• _Data extract_:
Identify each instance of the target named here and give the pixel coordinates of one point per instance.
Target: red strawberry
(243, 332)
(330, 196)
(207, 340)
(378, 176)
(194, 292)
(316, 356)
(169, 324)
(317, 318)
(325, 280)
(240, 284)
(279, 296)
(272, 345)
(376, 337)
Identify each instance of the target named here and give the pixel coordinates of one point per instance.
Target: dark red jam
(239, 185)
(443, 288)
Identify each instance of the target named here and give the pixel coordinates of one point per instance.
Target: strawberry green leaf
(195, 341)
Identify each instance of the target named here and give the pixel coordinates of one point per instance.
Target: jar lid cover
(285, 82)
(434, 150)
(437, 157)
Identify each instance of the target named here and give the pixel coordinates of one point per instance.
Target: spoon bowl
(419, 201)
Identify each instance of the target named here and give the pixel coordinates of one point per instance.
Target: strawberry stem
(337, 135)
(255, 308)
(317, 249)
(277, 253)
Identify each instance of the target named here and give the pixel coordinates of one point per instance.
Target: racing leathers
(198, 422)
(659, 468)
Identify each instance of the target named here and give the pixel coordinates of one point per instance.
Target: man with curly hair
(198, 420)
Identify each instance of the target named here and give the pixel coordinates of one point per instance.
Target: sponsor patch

• _Exercise instructions_: Exactly the lines from the one containing "Target: jar lid cover" through the end of the listing should be reproduced, both ends included and nothing more.

• _Reply_:
Target: jar lid cover
(285, 82)
(434, 150)
(437, 157)
Identify each instance of the target named here and give the pixel coordinates of one point per instance.
Target: spoon bowl
(419, 201)
Identify each instance of the target named here and give the pixel coordinates of one point per instance.
Target: strawberry stem
(337, 135)
(255, 308)
(317, 249)
(277, 253)
Identify each instance of the target named here and give the pixel coordinates of one point per instance.
Target: racing leathers
(198, 422)
(659, 468)
Identify each instance of the target named here and give the pixel coordinates of one point per instance.
Target: man with curly hair
(198, 420)
Identify each instance of the target named here and give the pixel coordinates of one point per instance.
Target: sponsor patch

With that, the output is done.